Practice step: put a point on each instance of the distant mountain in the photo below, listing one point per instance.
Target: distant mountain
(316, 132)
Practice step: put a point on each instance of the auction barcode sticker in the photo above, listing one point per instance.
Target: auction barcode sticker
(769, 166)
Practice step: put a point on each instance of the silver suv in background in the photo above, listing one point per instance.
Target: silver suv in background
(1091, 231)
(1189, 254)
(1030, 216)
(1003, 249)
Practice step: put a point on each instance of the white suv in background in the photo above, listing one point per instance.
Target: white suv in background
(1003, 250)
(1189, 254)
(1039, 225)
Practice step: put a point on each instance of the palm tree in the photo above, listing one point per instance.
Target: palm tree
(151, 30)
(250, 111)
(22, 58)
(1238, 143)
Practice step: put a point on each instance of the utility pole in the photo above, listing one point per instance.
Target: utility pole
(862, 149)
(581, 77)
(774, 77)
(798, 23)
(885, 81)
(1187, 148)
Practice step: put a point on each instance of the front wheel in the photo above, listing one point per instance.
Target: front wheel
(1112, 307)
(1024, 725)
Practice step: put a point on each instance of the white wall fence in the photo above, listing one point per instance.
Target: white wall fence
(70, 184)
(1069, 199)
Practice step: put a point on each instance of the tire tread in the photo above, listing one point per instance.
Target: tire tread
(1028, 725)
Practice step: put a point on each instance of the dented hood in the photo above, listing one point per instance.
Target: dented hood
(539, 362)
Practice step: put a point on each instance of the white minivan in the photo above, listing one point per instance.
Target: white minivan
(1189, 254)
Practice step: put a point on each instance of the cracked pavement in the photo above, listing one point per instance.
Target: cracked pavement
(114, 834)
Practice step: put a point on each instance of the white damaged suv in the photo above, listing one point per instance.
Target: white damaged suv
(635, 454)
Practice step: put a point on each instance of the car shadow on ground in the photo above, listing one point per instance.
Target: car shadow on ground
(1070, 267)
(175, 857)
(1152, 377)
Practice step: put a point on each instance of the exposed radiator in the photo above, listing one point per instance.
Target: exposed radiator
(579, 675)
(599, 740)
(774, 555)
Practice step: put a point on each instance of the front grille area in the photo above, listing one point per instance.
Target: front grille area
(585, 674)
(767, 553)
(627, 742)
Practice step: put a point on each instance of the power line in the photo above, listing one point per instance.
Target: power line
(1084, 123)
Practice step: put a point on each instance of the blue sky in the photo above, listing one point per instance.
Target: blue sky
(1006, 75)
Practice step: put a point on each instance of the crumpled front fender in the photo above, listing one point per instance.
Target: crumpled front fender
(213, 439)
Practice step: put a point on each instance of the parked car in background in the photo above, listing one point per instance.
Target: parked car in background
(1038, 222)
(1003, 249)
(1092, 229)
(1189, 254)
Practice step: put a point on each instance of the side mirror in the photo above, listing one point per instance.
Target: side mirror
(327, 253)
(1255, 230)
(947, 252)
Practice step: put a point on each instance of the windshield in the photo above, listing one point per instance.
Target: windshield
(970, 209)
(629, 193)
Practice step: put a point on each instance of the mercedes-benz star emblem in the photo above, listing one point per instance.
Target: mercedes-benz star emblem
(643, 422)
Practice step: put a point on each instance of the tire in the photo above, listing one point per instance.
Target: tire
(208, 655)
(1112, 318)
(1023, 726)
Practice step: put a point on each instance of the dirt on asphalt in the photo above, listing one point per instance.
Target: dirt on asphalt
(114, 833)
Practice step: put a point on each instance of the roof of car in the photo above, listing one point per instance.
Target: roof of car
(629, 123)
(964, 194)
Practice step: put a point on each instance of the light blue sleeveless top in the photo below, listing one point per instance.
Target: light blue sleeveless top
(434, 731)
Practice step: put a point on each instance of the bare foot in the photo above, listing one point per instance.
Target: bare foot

------------------------------------

The entries above must be written out again exactly as they are.

▶ YOUR RESPONSE:
Practice step: put a point on each instance of the distant mountain in the photo below, listing one point per instance.
Target: distant mountain
(316, 132)
Practice step: put a point on each instance of the auction barcode sticker in the photo above, listing one point per instance.
Target: auction barcode sticker
(769, 166)
Practice step: put a point on each instance of the silver suv in background in the photo above, listing one point per instance.
Target: silver suv in background
(1091, 231)
(1189, 254)
(1030, 216)
(1003, 249)
Practice step: put a point on each instance of the white suv in background in the photo above, listing one point per instance.
Target: white suv in background
(1003, 250)
(1189, 254)
(1039, 225)
Practice step: put a point on each instance of the palm tree in the photo above, listing one point per instance.
Target: palm tree
(151, 30)
(250, 111)
(22, 58)
(1238, 143)
Practice step: put a point on each instance of the utility pole in the photo above, listing one point per instance.
Target: utility pole
(862, 149)
(581, 77)
(774, 77)
(798, 23)
(885, 81)
(1187, 148)
Practice step: put a point on each instance of the front wheel in the photo above, listing one point per instance.
Target: front wheel
(1112, 307)
(1024, 725)
Practice step: put a point on each instance of the white wall fence in the photo above, listing one point per instance.
Target: white wall fence
(70, 184)
(1069, 199)
Practice step: put a point on each instance of the tire tread in the photo above, listing one point per instance.
Target: tire tread
(1028, 725)
Practice step: put a point on each instance of the dented hood in the photo above, listing one point per instance.
Target: dented hood
(539, 362)
Practice step: put a point on each instance of the white minivan in the photo above, listing one point per instance.
Target: white minivan
(1189, 254)
Practice step: put a point on each instance of the cracked pavement in the photo above, listing one point per instance.
Target: cracked pavement
(114, 834)
Practice step: put a point on each instance of the white damaged suv in the photo above, listing one point per instance.
Target: white damaged suv
(635, 454)
Practice step: put a point on each instance of the car shadow on ground in the photo above, listing one point per instance.
Target: car shadow on ground
(1070, 267)
(175, 857)
(1152, 377)
Practice step: put a point on each instance of the exposed radiator in the photo above, listing one point per instance.
Target: exposed radiator
(579, 675)
(599, 740)
(774, 555)
Practice step: put a point on each instance of the front grille area in the photo above, listing one point per instance.
Target: front grille area
(585, 674)
(767, 553)
(627, 742)
Practice step: put a point on each instance of the power line in the photo above, listing one point per instance.
Target: power line
(1084, 123)
Practice step: put a point on each instance of the blue sky in the photo above, listing one point per instance.
Target: blue sky
(1006, 75)
Practice step: put a point on each instance of the crumpled front fender in the photo above, listing one point per instance.
Target: crumpled front fender
(213, 439)
Practice step: put a point on each instance of the parked car in background in the photo above, listing one point per instance.
Target: parked car in background
(1038, 222)
(1003, 249)
(1092, 229)
(1189, 254)
Practice step: put a point on each instance of the side mirror in the photo above, listing one point per instance.
Target: side mirror
(327, 253)
(1255, 230)
(947, 252)
Practice step: put a point on each instance of the windshield in the photo above, listing one point per instance.
Target: windshield
(970, 209)
(629, 193)
Practice step: put a point on each instance of the mercedes-benz star emblem in the photo above, listing one point per instance.
Target: mercedes-benz star emblem
(643, 422)
Practice step: put a point on each instance of the tire in the photo above, listing one point per instance.
Target: tire
(208, 655)
(1112, 318)
(1023, 726)
Practice step: put a point on each instance of the dirt on asphalt in the photo above, listing one point per instance.
Target: dirt on asphalt
(114, 833)
Practice step: put a point on each instance of the roof of car in the photo above, listing one point per instance.
Target: roof of car
(629, 123)
(964, 194)
Practice step: put a point on each instance of the light blue sleeveless top in the photo below, listing one point per instance.
Target: light blue sleeveless top
(434, 731)
Practice step: put a point on each instance of the bare foot in the photo above, listing one point per instance.
Target: bare foot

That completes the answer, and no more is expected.